▶ [Passage to read]:
I think "piddle" used to mean a stream or a spring of water. It became a euphemism for urination, and after a time the concept of it being a euphemism was lost.

Doctor Foster who went to Gloucester originally stepped in a piddle right up to his middle. But after the change in meaning, it had to become a puddle.
 
I live in Carharrack, pronounced by locals pretty much as Crhrrck. :LOL:
I heard Vanessa Feltz one morning refer to Tintagel as Tint a jel .................. twice in the same programme.
There was an Irish road sign that apparently had been stolen some years ago 300+ times before it occurred to the local council to have them cast and sell them.
 
I'm wondering if you have people with the annoying habit of greeting you as though you aren't there and they are talking to someone else about you? "How's Peter today?" "What's Peter doing?" Where has Peter been?" I first remember it starting on TV with a character in a 70s US sitcom show. Bugged me then and drives me up the wall now.

Pete
 
I have great little anecdote from when I lived in Texas for almost 30 years. In my first job, which was in a factory, way back in 1979, I asked the supervisor, who was a short squat woman,
"Can I borrow a rubber?"
I just really wish I had a video showing the desperate look of shock on her face.
To clarify my request, I said, "You know, to rub out a mistake i made using my pencil."
The look of relief on her face was epic.
She thought that i wanted to borrow a condom ! ...........and since I used the word borrow, I expect she thought I was going to bring it back : )
 
I have great little anecdote from when I lived in Texas for almost 30 years. In my first job, which was in a factory, way back in 1979, I asked the supervisor, who was a short squat woman,
"Can I borrow a rubber?"
I just really wish I had a video showing the desperate look of shock on her face.
To clarify my request, I said, "You know, to rub out a mistake i made using my pencil."
The look of relief on her face was epic.
She thought that i wanted to borrow a condom ! ...........and since I used the word borrow, I expect she thought I was going to bring it back : )

Rubbers here when I was a kid (other than the obvious definition) were rubber booties that you would wear over nice shoes so that you didn't have to have two pairs of shoes - one for crappy weather, and one otherwise. My generation fell out of interest with them, but I had a relative who used them to the end, and references to putting away "dirty rubbers" were fairly common, as were comments like "don't leave without your rubbers" :)
 
I think "piddle" used to mean a stream or a spring of water. It became a euphemism for urination, and after a time the concept of it being a euphemism was lost.

Doctor Foster who went to Gloucester originally stepped in a piddle right up to his middle. But after the change in meaning, it had to become a puddle.

I'm sure there's regional uses for it, but my mother (and a lot of PA germans) would've used it for less urination than normal - like when you have a dog that meets someone new and they leave a few drops, or when someone misses the toilet with some but not all ("piddled over the edge"). I'm guessing it's unused now. My kids get a great charge out of grandma saying that she will soon "tinkle".

Piddling is also a term used when it's raining really lightly. Like between nothing at all and a steady rain.

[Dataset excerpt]
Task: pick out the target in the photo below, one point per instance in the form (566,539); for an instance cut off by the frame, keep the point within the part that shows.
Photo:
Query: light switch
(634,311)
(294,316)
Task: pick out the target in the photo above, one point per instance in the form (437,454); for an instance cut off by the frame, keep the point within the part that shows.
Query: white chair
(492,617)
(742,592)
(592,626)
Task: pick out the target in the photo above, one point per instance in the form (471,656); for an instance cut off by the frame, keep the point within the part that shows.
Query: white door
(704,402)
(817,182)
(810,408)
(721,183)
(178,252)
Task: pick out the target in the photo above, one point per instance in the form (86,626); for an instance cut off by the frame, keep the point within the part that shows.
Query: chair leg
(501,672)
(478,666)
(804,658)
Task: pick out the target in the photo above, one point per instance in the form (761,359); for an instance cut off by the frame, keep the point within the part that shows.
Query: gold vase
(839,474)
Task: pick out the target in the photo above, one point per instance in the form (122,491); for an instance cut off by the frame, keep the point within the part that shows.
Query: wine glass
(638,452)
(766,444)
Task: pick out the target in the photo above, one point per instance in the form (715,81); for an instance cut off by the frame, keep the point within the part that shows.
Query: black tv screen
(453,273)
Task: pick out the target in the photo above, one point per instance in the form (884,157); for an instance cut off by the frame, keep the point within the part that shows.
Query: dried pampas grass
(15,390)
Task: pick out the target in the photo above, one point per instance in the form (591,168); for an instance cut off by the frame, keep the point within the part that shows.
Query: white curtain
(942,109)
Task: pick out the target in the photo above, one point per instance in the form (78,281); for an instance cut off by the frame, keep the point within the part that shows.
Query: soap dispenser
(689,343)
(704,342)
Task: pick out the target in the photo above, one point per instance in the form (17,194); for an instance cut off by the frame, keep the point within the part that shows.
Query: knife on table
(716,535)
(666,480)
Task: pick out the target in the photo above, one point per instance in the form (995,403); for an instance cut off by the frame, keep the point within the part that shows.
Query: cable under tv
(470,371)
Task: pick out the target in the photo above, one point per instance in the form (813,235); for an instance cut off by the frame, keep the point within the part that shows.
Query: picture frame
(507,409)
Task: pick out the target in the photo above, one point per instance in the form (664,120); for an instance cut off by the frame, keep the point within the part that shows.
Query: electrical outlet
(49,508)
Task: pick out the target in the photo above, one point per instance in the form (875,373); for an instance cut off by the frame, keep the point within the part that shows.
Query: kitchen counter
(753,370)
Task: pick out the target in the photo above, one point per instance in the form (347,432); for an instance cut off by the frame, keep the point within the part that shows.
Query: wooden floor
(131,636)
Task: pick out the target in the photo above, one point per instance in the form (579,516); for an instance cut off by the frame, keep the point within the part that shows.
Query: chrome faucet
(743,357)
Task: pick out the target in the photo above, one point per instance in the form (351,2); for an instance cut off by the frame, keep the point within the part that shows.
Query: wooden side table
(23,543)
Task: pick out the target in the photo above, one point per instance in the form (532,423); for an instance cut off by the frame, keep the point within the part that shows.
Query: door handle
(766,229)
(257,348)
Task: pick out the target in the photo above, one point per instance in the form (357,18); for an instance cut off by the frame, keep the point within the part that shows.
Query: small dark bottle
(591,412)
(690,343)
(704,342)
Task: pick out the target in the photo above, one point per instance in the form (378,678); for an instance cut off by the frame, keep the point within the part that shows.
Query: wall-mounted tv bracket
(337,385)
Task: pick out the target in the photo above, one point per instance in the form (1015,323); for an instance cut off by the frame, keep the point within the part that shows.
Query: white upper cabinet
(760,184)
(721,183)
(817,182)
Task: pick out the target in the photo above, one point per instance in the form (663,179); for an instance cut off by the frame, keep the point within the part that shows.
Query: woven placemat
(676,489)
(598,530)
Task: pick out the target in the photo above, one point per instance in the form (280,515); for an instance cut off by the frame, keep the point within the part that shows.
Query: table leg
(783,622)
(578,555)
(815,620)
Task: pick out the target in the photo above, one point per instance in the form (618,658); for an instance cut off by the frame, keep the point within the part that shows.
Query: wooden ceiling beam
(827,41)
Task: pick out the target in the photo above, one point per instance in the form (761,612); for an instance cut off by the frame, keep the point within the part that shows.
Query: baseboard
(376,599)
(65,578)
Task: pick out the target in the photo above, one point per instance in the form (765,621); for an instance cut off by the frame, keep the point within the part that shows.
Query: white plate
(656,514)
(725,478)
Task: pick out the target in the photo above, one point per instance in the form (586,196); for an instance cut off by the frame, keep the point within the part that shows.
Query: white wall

▶ [Stated exercise 1]: Summarize the forum thread in two sentences.
▶ [Stated exercise 2]: Retype the part of the forum thread that opens with the words containing "I live in Carharrack, pronounced" and closes with "the same programme.".

▶ [Task answer 1]: Posters in the forum thread trade stories about how words shift in meaning. One suggests "piddle" once meant a stream or spring of water before becoming a euphemism for urination, and another recalls asking a factory supervisor in Texas in 1979 to borrow a "rubber," meaning an eraser, while others note rubbers as overshoes and piddling as very light rain.

▶ [Task answer 2]:
I live in Carharrack, pronounced by locals pretty much as Crhrrck. :LOL:
I heard Vanessa Feltz one morning refer to Tintagel as Tint a jel .................. twice in the same programme.